Wednesday, 17 May 2017
AVP: Alien vs Predator
AVP: Alien vs Predator's finest quality is that co-writer-director Paul WS Anderson has understood that one of the Alien series' key tensions is that women, no matter how accomplished they are, end up routinely ignored by their male colleagues. Like Ripley before her, Sanaa Lathan's Alexa Woods is the smartest, most capable person in the room and, just like Ripley, the men who buzz around her interpret her informed, credible guidance as dreary micromanagement designed to ruin their fun. Of course then Woods goes on to be the last human standing, surviving long after everybody else.
AVP stammers elsewhere. Anderson and accomplice Shane Salerno write everything shorthand, meaning character and detail are delivered in scenes that pivot on one-upmanship and zings. It's a shame the all-inclusive certificate doesn't really support the profanity required to make these scenes bearable. For the most part, people in AVP are simply cogs in an efficient, genre literate machine that has a pressing need for victims. Hence everyone is deliberately underwritten lest we get too attached. The effect of this choice is a film full of aggressively disinteresting drones marching towards their evisceration.
Anderson and Salerno have a little fun with their cast's disposability, casting aside a half-dozen eligible men (and one woman) to anoint an adolescent Predator as the closest thing to a love interest for Alexa. The seven-foot tall big-game hunter even goes so far as to bashfully reveal his monstrous face to his new best friend. This moment would probably sing if the mask Amalgamated Dynamics delivered was lit and photographed to conceal its stuttering motors and waxy, synthetic hide. Likewise, suit actor Ian Whyte conveys very little of the elegant, androgynous determination Kevin Peter Hall brought to Predator and Predator 2.

▶ [Input data]:
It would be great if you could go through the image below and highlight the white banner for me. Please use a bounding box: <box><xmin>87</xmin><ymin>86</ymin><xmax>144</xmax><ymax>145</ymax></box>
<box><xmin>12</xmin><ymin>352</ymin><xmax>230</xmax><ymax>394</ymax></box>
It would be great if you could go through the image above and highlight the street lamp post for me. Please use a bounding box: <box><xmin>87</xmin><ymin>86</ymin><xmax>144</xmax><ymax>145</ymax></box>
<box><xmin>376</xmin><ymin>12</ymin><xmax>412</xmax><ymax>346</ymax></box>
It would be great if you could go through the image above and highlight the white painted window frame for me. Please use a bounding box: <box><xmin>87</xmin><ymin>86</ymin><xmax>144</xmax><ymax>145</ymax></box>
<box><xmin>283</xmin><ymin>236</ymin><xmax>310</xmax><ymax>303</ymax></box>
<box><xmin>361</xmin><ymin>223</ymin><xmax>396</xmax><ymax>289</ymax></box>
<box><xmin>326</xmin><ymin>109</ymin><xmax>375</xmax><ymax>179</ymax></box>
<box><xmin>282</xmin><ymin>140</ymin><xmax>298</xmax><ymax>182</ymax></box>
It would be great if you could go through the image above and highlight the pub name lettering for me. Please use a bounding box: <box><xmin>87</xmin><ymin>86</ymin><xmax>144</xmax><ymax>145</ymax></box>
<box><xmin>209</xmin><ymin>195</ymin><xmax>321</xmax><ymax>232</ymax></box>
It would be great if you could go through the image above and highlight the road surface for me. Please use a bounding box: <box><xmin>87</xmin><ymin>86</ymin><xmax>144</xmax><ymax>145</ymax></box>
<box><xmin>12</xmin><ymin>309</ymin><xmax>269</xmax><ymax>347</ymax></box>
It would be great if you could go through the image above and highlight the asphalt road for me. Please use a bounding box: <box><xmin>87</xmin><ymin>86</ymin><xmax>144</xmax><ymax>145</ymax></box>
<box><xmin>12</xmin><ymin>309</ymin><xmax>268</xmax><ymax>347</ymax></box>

▶ [Exercise 1]: Repeat the portion of the AVP review between "Anderson and Salerno" and "and Predator 2.", inclusive.
▶ [Exercise 2]: Carry on the review of AVP: Alien vs Predator from the point where it currently ends.
The listing above comes from a separate source and has no connection to the film review.

▶ [Written reply 1]:
Anderson and Salerno have a little fun with their cast's disposability, casting aside a half-dozen eligible men (and one woman) to anoint an adolescent Predator as the closest thing to a love interest for Alexa. The seven-foot tall big-game hunter even goes so far as to bashfully reveal his monstrous face to his new best friend. This moment would probably sing if the mask Amalgamated Dynamics delivered was lit and photographed to conceal its stuttering motors and waxy, synthetic hide. Likewise, suit actor Ian Whyte conveys very little of the elegant, androgynous determination Kevin Peter Hall brought to Predator and Predator 2.

▶ [Written reply 2]:
AVP's Predators are lumps, their cinched waists and barrel chests explicitly recalling the kind of simplistic, easily reproducible shapes you see in cheap supermarket action figures. The Aliens don't fair much better. Following on from their work on Alien: Resurrection, Amalgamated Dynamics once again render the title creature with elongated, insectile limbs and a rabid, bestial gait. The added screentime required to churn through actual fights scenes doesn't help, we're either stuck with ugly CG pouncing or prolonged glimpses that utterly expose the weightless, jittery rubber required to create the Alien's back-piping. We're a long way from Giger using repurposed medical grade bones and Rolls-Royce cooling tubes to arrive at something genuinely nightmarish.